GIVEN ENTRIES:
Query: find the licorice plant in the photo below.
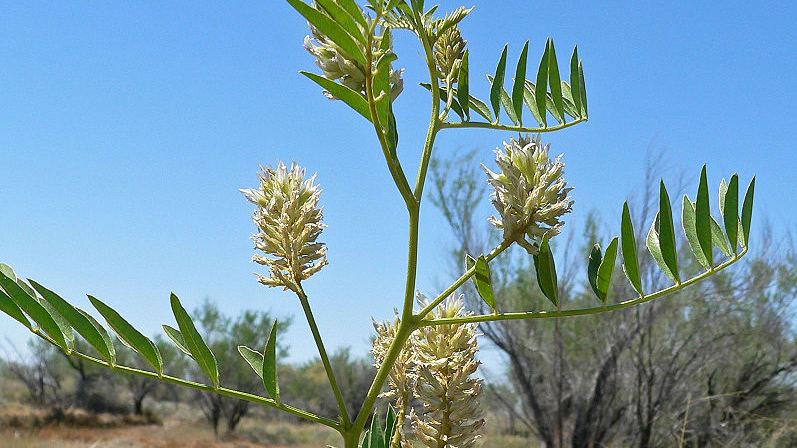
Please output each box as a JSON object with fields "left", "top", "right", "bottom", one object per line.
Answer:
{"left": 0, "top": 1, "right": 756, "bottom": 447}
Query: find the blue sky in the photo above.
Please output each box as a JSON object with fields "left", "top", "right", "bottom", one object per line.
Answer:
{"left": 2, "top": 1, "right": 796, "bottom": 367}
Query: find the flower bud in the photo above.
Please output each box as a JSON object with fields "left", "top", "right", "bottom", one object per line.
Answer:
{"left": 240, "top": 161, "right": 327, "bottom": 292}
{"left": 433, "top": 25, "right": 467, "bottom": 82}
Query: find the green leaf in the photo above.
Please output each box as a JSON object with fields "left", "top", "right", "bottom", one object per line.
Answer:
{"left": 38, "top": 298, "right": 74, "bottom": 349}
{"left": 75, "top": 307, "right": 116, "bottom": 362}
{"left": 695, "top": 165, "right": 713, "bottom": 267}
{"left": 596, "top": 237, "right": 618, "bottom": 304}
{"left": 337, "top": 0, "right": 368, "bottom": 27}
{"left": 285, "top": 0, "right": 366, "bottom": 66}
{"left": 30, "top": 279, "right": 115, "bottom": 364}
{"left": 723, "top": 174, "right": 739, "bottom": 254}
{"left": 587, "top": 244, "right": 602, "bottom": 301}
{"left": 521, "top": 81, "right": 545, "bottom": 126}
{"left": 300, "top": 71, "right": 371, "bottom": 122}
{"left": 493, "top": 77, "right": 519, "bottom": 125}
{"left": 386, "top": 101, "right": 399, "bottom": 159}
{"left": 532, "top": 234, "right": 558, "bottom": 307}
{"left": 711, "top": 216, "right": 733, "bottom": 258}
{"left": 263, "top": 319, "right": 280, "bottom": 402}
{"left": 314, "top": 0, "right": 366, "bottom": 45}
{"left": 162, "top": 324, "right": 192, "bottom": 357}
{"left": 466, "top": 94, "right": 493, "bottom": 122}
{"left": 682, "top": 196, "right": 711, "bottom": 270}
{"left": 465, "top": 255, "right": 496, "bottom": 312}
{"left": 369, "top": 413, "right": 385, "bottom": 448}
{"left": 546, "top": 38, "right": 565, "bottom": 124}
{"left": 490, "top": 44, "right": 508, "bottom": 123}
{"left": 238, "top": 345, "right": 264, "bottom": 379}
{"left": 741, "top": 176, "right": 755, "bottom": 247}
{"left": 511, "top": 40, "right": 529, "bottom": 126}
{"left": 0, "top": 271, "right": 68, "bottom": 351}
{"left": 88, "top": 295, "right": 162, "bottom": 374}
{"left": 658, "top": 181, "right": 680, "bottom": 282}
{"left": 578, "top": 60, "right": 587, "bottom": 117}
{"left": 170, "top": 293, "right": 219, "bottom": 388}
{"left": 620, "top": 203, "right": 643, "bottom": 295}
{"left": 457, "top": 49, "right": 470, "bottom": 121}
{"left": 535, "top": 39, "right": 550, "bottom": 127}
{"left": 646, "top": 214, "right": 679, "bottom": 284}
{"left": 384, "top": 405, "right": 397, "bottom": 447}
{"left": 0, "top": 288, "right": 31, "bottom": 330}
{"left": 558, "top": 81, "right": 580, "bottom": 119}
{"left": 569, "top": 45, "right": 582, "bottom": 118}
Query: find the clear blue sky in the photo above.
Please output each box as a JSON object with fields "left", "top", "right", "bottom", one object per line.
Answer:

TASK DETAILS: For each entry, copy the text exactly and leave out any image it carries.

ANSWER SECTION:
Query: find the licorice plant in the photo below.
Please output each box as a JSON object with fields "left", "top", "right", "bottom", one object per line.
Answer:
{"left": 0, "top": 1, "right": 756, "bottom": 447}
Query: find the blue sky in the photo above.
Please output each box as a JSON object with fields "left", "top", "right", "bottom", one object per line.
Answer:
{"left": 2, "top": 1, "right": 796, "bottom": 367}
Query: find the flower bud in the photo above.
Please output each box as a JSON object with fields "left", "top", "right", "bottom", one object per line.
Answer:
{"left": 240, "top": 161, "right": 327, "bottom": 292}
{"left": 433, "top": 25, "right": 467, "bottom": 82}
Query: find the green leaf in the photo above.
Please output each box as a JSON object with fields "left", "top", "right", "bottom", one object per line.
Answer:
{"left": 38, "top": 298, "right": 74, "bottom": 349}
{"left": 75, "top": 307, "right": 116, "bottom": 362}
{"left": 695, "top": 165, "right": 713, "bottom": 267}
{"left": 596, "top": 237, "right": 618, "bottom": 304}
{"left": 337, "top": 0, "right": 368, "bottom": 27}
{"left": 285, "top": 0, "right": 366, "bottom": 66}
{"left": 30, "top": 279, "right": 115, "bottom": 364}
{"left": 723, "top": 174, "right": 739, "bottom": 254}
{"left": 587, "top": 244, "right": 602, "bottom": 301}
{"left": 521, "top": 81, "right": 545, "bottom": 126}
{"left": 300, "top": 71, "right": 371, "bottom": 122}
{"left": 493, "top": 77, "right": 519, "bottom": 125}
{"left": 386, "top": 101, "right": 399, "bottom": 159}
{"left": 532, "top": 234, "right": 558, "bottom": 307}
{"left": 711, "top": 216, "right": 733, "bottom": 258}
{"left": 263, "top": 319, "right": 280, "bottom": 402}
{"left": 314, "top": 0, "right": 366, "bottom": 45}
{"left": 162, "top": 324, "right": 192, "bottom": 357}
{"left": 466, "top": 94, "right": 493, "bottom": 122}
{"left": 682, "top": 196, "right": 711, "bottom": 270}
{"left": 465, "top": 255, "right": 496, "bottom": 312}
{"left": 369, "top": 413, "right": 385, "bottom": 448}
{"left": 546, "top": 38, "right": 565, "bottom": 124}
{"left": 490, "top": 44, "right": 508, "bottom": 123}
{"left": 238, "top": 345, "right": 264, "bottom": 379}
{"left": 741, "top": 176, "right": 755, "bottom": 247}
{"left": 511, "top": 40, "right": 529, "bottom": 126}
{"left": 0, "top": 271, "right": 68, "bottom": 351}
{"left": 88, "top": 295, "right": 162, "bottom": 374}
{"left": 658, "top": 181, "right": 680, "bottom": 282}
{"left": 578, "top": 60, "right": 587, "bottom": 117}
{"left": 170, "top": 293, "right": 219, "bottom": 388}
{"left": 620, "top": 203, "right": 643, "bottom": 295}
{"left": 457, "top": 49, "right": 470, "bottom": 121}
{"left": 535, "top": 39, "right": 550, "bottom": 127}
{"left": 646, "top": 214, "right": 679, "bottom": 284}
{"left": 384, "top": 405, "right": 397, "bottom": 447}
{"left": 0, "top": 288, "right": 31, "bottom": 330}
{"left": 558, "top": 81, "right": 580, "bottom": 119}
{"left": 569, "top": 45, "right": 582, "bottom": 118}
Query: find the clear blue sky in the photo above.
Please output each box as a JSON object with fields "left", "top", "right", "bottom", one object per line.
Answer:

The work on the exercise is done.